Task details:
Can you pull out every line of the listing below that contains the word "light"?

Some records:
>> Begin

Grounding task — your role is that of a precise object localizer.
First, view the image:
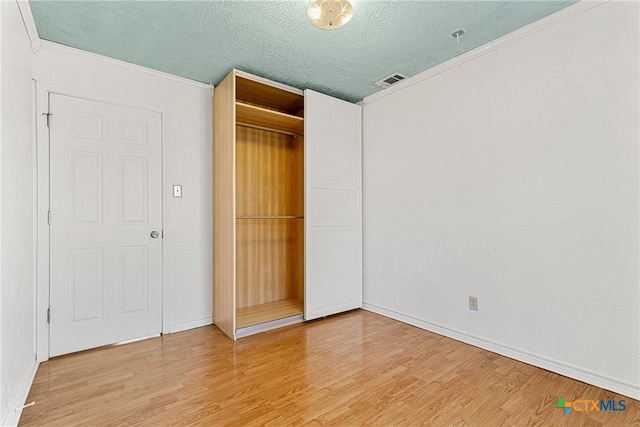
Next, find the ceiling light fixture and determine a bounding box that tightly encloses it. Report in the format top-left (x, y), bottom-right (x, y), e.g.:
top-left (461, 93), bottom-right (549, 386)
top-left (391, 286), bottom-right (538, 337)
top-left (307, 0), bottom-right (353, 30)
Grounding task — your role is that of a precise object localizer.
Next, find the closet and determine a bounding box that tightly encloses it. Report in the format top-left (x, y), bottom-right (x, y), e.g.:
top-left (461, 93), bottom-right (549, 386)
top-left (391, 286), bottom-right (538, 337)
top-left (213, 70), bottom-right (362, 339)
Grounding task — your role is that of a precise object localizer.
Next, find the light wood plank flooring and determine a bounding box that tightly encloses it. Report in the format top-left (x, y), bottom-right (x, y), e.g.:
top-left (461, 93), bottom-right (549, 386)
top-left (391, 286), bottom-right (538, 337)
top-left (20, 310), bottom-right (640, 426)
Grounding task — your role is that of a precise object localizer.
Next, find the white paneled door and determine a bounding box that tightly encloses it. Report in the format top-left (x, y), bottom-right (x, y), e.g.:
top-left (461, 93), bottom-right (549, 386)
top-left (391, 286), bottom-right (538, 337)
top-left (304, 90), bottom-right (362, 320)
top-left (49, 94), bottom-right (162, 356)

>> End
>> Begin

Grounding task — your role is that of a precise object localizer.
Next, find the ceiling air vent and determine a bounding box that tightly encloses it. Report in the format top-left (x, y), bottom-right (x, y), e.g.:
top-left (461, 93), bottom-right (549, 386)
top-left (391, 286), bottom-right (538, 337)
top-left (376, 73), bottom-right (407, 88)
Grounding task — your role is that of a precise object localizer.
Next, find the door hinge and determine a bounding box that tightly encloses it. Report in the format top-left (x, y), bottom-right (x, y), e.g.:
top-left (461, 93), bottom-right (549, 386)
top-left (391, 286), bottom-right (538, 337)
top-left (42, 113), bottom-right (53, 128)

>> End

Output of the exercise:
Next, find the ceiling light fixture and determine a bounding box that tightly encloses it. Report in the format top-left (x, y), bottom-right (x, y), e.g.:
Next, find the light wood plank flooring and determine a bounding box that tightly encloses it. Report in the format top-left (x, y), bottom-right (x, y), e.g.:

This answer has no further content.